— START OF DATASET EXTRACT —
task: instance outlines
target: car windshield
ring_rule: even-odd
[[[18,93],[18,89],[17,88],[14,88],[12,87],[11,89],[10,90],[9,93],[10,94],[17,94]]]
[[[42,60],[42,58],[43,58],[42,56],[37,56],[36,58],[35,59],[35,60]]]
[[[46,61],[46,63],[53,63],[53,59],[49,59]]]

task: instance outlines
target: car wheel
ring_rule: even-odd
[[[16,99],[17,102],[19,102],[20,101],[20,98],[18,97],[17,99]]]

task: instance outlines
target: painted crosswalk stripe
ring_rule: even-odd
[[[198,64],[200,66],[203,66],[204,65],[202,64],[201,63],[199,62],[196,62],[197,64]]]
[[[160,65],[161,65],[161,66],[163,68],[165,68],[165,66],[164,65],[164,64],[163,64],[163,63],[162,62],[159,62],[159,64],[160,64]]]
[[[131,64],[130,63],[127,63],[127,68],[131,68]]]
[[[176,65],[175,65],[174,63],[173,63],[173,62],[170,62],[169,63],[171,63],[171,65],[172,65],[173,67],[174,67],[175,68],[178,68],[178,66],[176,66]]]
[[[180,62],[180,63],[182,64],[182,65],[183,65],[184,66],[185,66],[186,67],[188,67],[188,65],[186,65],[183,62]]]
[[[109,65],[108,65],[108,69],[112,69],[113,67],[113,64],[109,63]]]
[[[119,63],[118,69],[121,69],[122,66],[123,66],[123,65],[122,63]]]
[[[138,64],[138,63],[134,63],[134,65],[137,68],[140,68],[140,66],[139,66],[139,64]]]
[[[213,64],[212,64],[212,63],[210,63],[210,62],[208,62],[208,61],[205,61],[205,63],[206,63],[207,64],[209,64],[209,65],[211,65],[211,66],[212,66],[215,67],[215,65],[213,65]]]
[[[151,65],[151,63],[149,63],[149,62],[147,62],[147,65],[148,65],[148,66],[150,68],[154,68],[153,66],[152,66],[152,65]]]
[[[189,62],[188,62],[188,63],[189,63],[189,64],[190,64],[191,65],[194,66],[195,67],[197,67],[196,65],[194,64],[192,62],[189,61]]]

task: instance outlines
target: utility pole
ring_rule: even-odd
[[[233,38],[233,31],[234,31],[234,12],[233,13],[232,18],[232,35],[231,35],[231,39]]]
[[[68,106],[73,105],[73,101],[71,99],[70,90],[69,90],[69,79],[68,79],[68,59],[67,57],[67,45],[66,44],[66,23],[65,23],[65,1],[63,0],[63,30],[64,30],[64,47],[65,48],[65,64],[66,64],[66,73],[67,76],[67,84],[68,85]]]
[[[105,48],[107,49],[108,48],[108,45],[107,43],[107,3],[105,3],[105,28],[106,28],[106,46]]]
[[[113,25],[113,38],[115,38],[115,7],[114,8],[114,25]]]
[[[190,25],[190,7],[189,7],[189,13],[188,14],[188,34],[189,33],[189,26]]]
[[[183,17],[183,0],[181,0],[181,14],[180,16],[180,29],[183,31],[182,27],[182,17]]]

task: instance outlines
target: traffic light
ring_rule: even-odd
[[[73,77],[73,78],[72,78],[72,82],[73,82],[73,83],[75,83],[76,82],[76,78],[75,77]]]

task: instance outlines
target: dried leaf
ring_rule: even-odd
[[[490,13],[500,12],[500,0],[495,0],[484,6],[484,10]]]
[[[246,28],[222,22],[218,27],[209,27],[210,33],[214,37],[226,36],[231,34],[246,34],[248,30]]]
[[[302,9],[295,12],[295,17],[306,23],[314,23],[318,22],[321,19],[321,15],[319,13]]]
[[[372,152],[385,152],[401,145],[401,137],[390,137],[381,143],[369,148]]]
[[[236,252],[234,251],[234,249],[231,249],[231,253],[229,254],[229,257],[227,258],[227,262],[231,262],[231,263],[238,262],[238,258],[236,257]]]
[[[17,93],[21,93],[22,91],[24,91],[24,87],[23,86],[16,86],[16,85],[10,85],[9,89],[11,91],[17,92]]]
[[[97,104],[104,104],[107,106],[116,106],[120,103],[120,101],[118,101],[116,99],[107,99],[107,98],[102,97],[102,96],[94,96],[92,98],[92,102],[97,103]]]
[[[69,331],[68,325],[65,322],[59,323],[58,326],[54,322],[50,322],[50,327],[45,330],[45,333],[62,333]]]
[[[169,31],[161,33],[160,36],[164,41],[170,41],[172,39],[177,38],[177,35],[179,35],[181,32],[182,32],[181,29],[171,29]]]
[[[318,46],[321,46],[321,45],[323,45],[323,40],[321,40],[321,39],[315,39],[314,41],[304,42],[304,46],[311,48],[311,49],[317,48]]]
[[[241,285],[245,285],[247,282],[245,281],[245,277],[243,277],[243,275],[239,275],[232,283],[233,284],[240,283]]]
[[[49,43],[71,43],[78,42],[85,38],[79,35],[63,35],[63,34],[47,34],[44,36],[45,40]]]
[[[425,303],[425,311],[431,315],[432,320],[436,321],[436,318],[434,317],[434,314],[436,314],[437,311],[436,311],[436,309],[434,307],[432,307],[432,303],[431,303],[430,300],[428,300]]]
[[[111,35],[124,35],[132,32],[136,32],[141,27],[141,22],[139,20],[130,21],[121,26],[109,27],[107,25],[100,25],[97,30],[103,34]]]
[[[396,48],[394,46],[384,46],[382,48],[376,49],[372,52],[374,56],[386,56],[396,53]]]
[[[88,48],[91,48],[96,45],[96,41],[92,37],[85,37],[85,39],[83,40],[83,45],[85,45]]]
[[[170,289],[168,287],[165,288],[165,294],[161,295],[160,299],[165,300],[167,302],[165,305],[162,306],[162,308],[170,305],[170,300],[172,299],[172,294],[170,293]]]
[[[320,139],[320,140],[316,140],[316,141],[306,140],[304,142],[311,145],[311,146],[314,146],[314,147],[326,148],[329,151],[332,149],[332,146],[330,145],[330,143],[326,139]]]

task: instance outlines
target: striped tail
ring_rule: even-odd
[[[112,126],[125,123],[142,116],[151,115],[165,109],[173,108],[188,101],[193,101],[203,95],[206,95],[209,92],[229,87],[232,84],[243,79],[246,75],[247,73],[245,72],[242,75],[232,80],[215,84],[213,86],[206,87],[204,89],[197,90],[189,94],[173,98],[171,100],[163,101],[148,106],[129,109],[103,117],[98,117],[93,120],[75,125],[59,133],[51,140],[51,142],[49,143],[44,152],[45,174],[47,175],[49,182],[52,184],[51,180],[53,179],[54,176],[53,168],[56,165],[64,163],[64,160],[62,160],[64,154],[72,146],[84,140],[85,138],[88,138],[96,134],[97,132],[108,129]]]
— END OF DATASET EXTRACT —
• AIM:
Quote the records from their first line up to and including the line with "[[[16,99],[17,102],[19,102],[20,101],[20,98],[18,97],[17,99]]]", with every line exactly as it appears.

• SOLVED EXERCISE:
task: instance outlines
target: car windshield
ring_rule: even-odd
[[[18,93],[18,89],[17,88],[14,88],[12,87],[11,89],[10,90],[9,93],[10,94],[17,94]]]
[[[42,60],[42,58],[43,58],[42,56],[37,56],[36,58],[35,59],[35,60]]]
[[[46,61],[46,63],[53,63],[53,59],[49,59]]]

task: instance outlines
target: car wheel
ring_rule: even-odd
[[[16,99],[17,102],[19,102],[20,101],[20,98],[18,97],[17,99]]]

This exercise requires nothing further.